[Named-object pointing records]
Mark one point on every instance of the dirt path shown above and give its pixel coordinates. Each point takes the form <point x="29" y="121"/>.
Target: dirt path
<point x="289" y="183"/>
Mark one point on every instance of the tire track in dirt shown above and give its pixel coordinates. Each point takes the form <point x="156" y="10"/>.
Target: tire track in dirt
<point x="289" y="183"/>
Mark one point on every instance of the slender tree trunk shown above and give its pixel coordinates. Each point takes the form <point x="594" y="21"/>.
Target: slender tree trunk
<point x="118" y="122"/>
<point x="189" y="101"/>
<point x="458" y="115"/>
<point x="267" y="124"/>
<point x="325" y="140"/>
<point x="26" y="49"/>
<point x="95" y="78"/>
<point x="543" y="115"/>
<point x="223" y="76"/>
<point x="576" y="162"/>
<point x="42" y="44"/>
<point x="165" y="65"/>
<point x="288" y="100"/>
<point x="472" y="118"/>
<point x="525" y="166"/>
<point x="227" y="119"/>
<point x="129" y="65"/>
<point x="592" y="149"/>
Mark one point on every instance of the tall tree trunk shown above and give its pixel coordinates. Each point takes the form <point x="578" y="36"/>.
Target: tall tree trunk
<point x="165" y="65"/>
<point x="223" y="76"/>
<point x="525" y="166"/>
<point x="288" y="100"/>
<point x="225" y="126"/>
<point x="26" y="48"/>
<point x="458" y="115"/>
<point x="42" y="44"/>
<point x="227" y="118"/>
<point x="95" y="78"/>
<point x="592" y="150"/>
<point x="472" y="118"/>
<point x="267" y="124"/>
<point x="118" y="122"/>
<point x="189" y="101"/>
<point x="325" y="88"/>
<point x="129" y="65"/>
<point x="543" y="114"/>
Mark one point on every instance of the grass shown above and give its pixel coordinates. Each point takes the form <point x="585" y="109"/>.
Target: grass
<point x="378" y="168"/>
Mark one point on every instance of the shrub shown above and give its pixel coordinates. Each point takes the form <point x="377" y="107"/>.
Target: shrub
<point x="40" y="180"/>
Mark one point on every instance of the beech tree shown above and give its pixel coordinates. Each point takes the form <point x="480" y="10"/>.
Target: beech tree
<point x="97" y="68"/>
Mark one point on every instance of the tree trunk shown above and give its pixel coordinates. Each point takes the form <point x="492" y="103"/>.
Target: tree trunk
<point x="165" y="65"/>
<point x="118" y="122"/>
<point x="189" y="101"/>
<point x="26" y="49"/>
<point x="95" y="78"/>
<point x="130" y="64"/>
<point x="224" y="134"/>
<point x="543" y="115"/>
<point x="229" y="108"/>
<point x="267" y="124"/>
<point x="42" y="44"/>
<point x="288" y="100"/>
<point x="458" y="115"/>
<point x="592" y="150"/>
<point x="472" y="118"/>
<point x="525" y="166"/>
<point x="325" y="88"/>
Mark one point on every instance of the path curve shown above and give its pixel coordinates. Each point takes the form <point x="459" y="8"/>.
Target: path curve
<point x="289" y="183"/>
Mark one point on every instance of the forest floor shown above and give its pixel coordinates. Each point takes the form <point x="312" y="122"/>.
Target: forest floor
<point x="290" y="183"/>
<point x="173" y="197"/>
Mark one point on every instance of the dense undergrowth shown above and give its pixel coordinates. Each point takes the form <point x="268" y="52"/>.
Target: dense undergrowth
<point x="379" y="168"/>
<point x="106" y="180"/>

Aim:
Copy out the full listing exactly.

Result:
Mark one point on every instance of the dirt path shown above and give its pixel coordinates. Each point takes the form <point x="29" y="121"/>.
Target: dirt path
<point x="289" y="183"/>
Mark one point on every instance of the tire track in dirt shown above and give its pixel coordinates. Each point takes the form <point x="156" y="10"/>.
Target: tire track in dirt
<point x="289" y="183"/>
Mark one point on every instance of the slender tree trunk shown above and give its pixel coordinates. Each point takes the form <point x="594" y="21"/>.
Target: slender tree trunk
<point x="118" y="122"/>
<point x="189" y="101"/>
<point x="458" y="115"/>
<point x="267" y="124"/>
<point x="325" y="140"/>
<point x="26" y="49"/>
<point x="95" y="78"/>
<point x="543" y="115"/>
<point x="223" y="76"/>
<point x="576" y="162"/>
<point x="42" y="44"/>
<point x="165" y="65"/>
<point x="288" y="100"/>
<point x="472" y="118"/>
<point x="525" y="166"/>
<point x="227" y="119"/>
<point x="129" y="65"/>
<point x="592" y="149"/>
Mark one point on every instance of the tall tree trunk shown above and give its pixel coordinates. Each point takes the form <point x="578" y="36"/>.
Target: tall tree trunk
<point x="165" y="65"/>
<point x="223" y="76"/>
<point x="525" y="166"/>
<point x="288" y="100"/>
<point x="225" y="126"/>
<point x="26" y="48"/>
<point x="458" y="115"/>
<point x="42" y="44"/>
<point x="227" y="118"/>
<point x="95" y="78"/>
<point x="592" y="150"/>
<point x="472" y="118"/>
<point x="267" y="124"/>
<point x="118" y="122"/>
<point x="189" y="101"/>
<point x="325" y="88"/>
<point x="129" y="65"/>
<point x="543" y="114"/>
Mark one point on every instance of the grass shown above and give its pixel coordinates. Each point takes the form <point x="585" y="109"/>.
Target: grass
<point x="378" y="168"/>
Mark one point on every instance of the shrub shown above and give its pixel coordinates. Each point takes the form <point x="377" y="107"/>.
Target: shrub
<point x="40" y="180"/>
Mark one point on every instance of the beech tree shown above and give its pixel coordinates. Each point takes the form <point x="480" y="10"/>.
Target: beech tree
<point x="97" y="68"/>
Mark one point on every instance of the tree trunk shown above and give its pixel coordinates. Each point takes the form <point x="492" y="103"/>.
Target: tree trunk
<point x="165" y="65"/>
<point x="118" y="122"/>
<point x="189" y="101"/>
<point x="26" y="49"/>
<point x="95" y="78"/>
<point x="130" y="64"/>
<point x="224" y="134"/>
<point x="543" y="115"/>
<point x="229" y="108"/>
<point x="267" y="124"/>
<point x="42" y="44"/>
<point x="288" y="100"/>
<point x="458" y="115"/>
<point x="592" y="150"/>
<point x="472" y="118"/>
<point x="525" y="166"/>
<point x="325" y="88"/>
Mark one point on every instance of the path curve shown above and give its pixel coordinates. Each point takes the form <point x="459" y="8"/>.
Target: path curve
<point x="289" y="183"/>
Mark one point on every instance of the forest floor shown above and give its pixel coordinates. Each point takes the form <point x="312" y="122"/>.
Target: forest floor
<point x="290" y="183"/>
<point x="173" y="197"/>
Mark one point on every instance of the dense undergrowth shown above and give its pixel coordinates. Each point takes the form <point x="268" y="52"/>.
Target: dense undergrowth
<point x="379" y="168"/>
<point x="106" y="180"/>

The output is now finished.